§ PAGE EXTRACT:
☆ ☆ ☆ ☆ ☆ ☆ ☆
You are viewing a plain text version of this content. The canonical link for it is here.
Posted to dev@pdfbox.apache.org by "Timo Boehme (JIRA)" <ji...@apache.org> on 2012/05/21 23:20:41 UTC
[jira] [Resolved] (PDFBOX-1098) Wrong implemented stream reader

     [ https://issues.apache.org/jira/browse/PDFBOX-1098?page=com.atlassian.jira.plugin.system.issuetabpanels:all-tabpanel ]

Timo Boehme resolved PDFBOX-1098.
---------------------------------

       Resolution: Duplicate
    Fix Version/s: 1.7.0
         Assignee: Timo Boehme

Solved in PDFBOX-1299 for PDFParser and direclty specified length (length specified via indirect object is not reliable for sequential parser). NonSequentialPDFParser does not have this problem.
                
> Wrong implemented stream reader
> -------------------------------
>
>                 Key: PDFBOX-1098
>                 URL: https://issues.apache.org/jira/browse/PDFBOX-1098
>             Project: PDFBox
>          Issue Type: Bug
>          Components: Parsing
>            Reporter: Thomas Chojecki
>            Assignee: Timo Boehme
>            Priority: Critical
>              Labels: ZLIB
>             Fix For: 1.7.0
>
>
> The BaseParser#readUntilEndStream(OutputStream) method is parsing streams the wrong way. [1]
> This method will start reading a stream till the keyword "endstream" is reached and don't care about the length value inside the dictionary. This implementation brokes nearly every pdf document with a pdf embedded inside a stream [2].
☆ ☆ ☆ ☆ ☆ ☆ ☆
§ PROBLEM SET:
[1] Based on the PDFBOX-1098 notice, say yes or no to each statement and quote the words that decide it: (a) the issue was resolved as a duplicate; (b) NonSequentialPDFParser has the same problem; (c) the issue's priority is Critical.
[2] Reproduce the passage of the PDFBOX-1098 notice from "Solved in PDFBOX-1299" up to and including "have this problem.".
The lines that come next are separate material, apart from the PDFBOX-1098 notice.

Outline annotation records:
☆ ☆ ☆ ☆ ☆ ☆ ☆
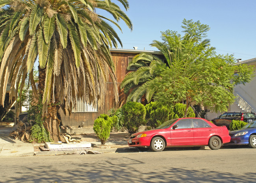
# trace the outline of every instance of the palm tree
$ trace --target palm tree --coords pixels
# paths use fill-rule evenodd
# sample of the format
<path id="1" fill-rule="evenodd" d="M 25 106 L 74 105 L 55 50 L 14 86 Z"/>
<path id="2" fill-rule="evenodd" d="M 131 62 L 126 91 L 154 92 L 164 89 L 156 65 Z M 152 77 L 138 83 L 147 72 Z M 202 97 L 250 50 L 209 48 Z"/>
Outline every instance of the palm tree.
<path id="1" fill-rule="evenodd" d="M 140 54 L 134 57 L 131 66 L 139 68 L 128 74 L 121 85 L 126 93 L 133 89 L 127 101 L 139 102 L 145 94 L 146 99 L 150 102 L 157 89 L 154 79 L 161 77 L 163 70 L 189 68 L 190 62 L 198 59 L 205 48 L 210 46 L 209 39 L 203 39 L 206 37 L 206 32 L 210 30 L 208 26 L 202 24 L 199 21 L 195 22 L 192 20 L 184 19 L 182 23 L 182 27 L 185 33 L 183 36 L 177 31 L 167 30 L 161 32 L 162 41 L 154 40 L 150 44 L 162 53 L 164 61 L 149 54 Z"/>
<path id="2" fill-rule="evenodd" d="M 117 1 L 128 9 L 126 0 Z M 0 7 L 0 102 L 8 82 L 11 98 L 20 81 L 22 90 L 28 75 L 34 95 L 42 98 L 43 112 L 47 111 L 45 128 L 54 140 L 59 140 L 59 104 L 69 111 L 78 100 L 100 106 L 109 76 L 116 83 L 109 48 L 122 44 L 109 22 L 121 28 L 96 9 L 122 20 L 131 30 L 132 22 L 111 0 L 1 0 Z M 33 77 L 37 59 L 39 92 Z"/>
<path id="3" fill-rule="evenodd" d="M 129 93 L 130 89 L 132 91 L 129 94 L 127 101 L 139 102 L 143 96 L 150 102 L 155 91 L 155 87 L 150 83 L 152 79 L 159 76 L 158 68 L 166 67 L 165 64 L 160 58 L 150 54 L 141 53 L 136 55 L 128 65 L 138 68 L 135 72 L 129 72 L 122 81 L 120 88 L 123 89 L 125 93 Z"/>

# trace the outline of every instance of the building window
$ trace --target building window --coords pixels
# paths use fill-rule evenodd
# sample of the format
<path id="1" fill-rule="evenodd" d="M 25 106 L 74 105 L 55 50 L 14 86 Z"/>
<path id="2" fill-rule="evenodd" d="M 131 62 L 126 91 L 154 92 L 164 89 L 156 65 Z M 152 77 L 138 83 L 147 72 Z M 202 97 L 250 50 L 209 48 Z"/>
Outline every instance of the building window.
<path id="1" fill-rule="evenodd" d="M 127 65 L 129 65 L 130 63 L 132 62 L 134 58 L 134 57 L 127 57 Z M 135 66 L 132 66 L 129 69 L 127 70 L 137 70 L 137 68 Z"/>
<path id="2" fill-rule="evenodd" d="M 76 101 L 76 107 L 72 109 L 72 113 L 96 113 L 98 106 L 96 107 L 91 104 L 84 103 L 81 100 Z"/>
☆ ☆ ☆ ☆ ☆ ☆ ☆
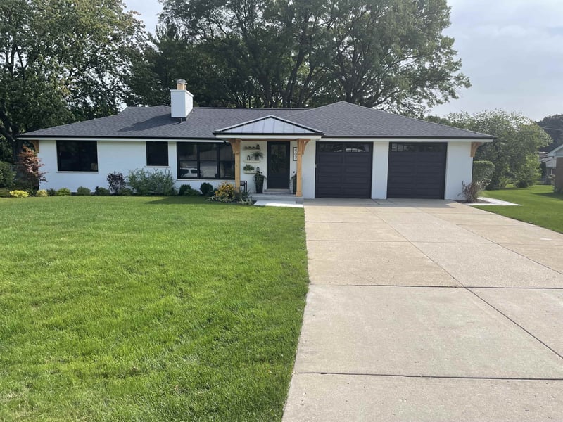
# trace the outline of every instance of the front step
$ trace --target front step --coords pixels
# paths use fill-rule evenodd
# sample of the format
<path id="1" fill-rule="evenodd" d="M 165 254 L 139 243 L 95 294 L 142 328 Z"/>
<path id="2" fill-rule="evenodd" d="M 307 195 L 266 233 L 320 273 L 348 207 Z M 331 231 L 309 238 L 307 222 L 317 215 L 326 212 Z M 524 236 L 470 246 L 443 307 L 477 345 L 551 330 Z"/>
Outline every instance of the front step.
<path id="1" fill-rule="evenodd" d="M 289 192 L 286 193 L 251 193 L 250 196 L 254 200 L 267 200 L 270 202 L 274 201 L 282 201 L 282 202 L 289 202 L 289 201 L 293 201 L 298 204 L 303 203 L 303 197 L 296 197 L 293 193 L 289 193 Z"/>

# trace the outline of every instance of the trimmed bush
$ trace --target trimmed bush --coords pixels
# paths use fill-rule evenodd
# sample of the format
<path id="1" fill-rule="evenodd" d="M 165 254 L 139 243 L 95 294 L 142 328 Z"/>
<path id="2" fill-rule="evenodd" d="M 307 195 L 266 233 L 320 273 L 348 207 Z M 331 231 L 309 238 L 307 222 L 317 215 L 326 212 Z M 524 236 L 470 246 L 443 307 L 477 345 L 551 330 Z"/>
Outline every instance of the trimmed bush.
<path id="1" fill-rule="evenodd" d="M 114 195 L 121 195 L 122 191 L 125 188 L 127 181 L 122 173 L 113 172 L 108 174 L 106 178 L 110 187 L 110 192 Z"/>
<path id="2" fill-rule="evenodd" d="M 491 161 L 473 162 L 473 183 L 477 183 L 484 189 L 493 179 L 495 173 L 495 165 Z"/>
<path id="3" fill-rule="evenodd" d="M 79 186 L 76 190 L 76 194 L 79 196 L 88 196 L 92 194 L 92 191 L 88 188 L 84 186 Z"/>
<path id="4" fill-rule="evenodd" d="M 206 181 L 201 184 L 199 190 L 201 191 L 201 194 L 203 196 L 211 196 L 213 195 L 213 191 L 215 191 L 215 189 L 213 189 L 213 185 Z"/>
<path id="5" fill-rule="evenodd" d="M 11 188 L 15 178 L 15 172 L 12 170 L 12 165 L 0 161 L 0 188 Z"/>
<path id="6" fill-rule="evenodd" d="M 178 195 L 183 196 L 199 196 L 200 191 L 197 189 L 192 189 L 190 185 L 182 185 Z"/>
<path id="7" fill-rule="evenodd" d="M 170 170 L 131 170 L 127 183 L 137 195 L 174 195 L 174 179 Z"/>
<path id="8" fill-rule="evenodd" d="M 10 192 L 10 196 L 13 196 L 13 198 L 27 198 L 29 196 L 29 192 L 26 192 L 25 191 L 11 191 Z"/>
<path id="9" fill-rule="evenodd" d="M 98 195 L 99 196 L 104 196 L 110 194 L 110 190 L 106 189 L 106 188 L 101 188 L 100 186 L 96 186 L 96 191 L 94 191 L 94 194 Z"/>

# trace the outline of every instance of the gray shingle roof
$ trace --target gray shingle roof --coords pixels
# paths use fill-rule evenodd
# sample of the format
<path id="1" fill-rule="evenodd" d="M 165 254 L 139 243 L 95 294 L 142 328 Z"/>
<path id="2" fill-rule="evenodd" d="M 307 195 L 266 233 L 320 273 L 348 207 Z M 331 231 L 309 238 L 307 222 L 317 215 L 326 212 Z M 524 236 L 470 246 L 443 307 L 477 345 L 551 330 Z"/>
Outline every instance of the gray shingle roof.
☆ ☆ ☆ ☆ ☆ ☆ ☆
§ OUTPUTS:
[1]
(a) Yes: "Resolution: Duplicate"
(b) No: "NonSequentialPDFParser does not have this problem."
(c) Yes: "Priority: Critical"

[2]
Solved in PDFBOX-1299 for PDFParser and direclty specified length (length specified via indirect object is not reliable for sequential parser). NonSequentialPDFParser does not have this problem.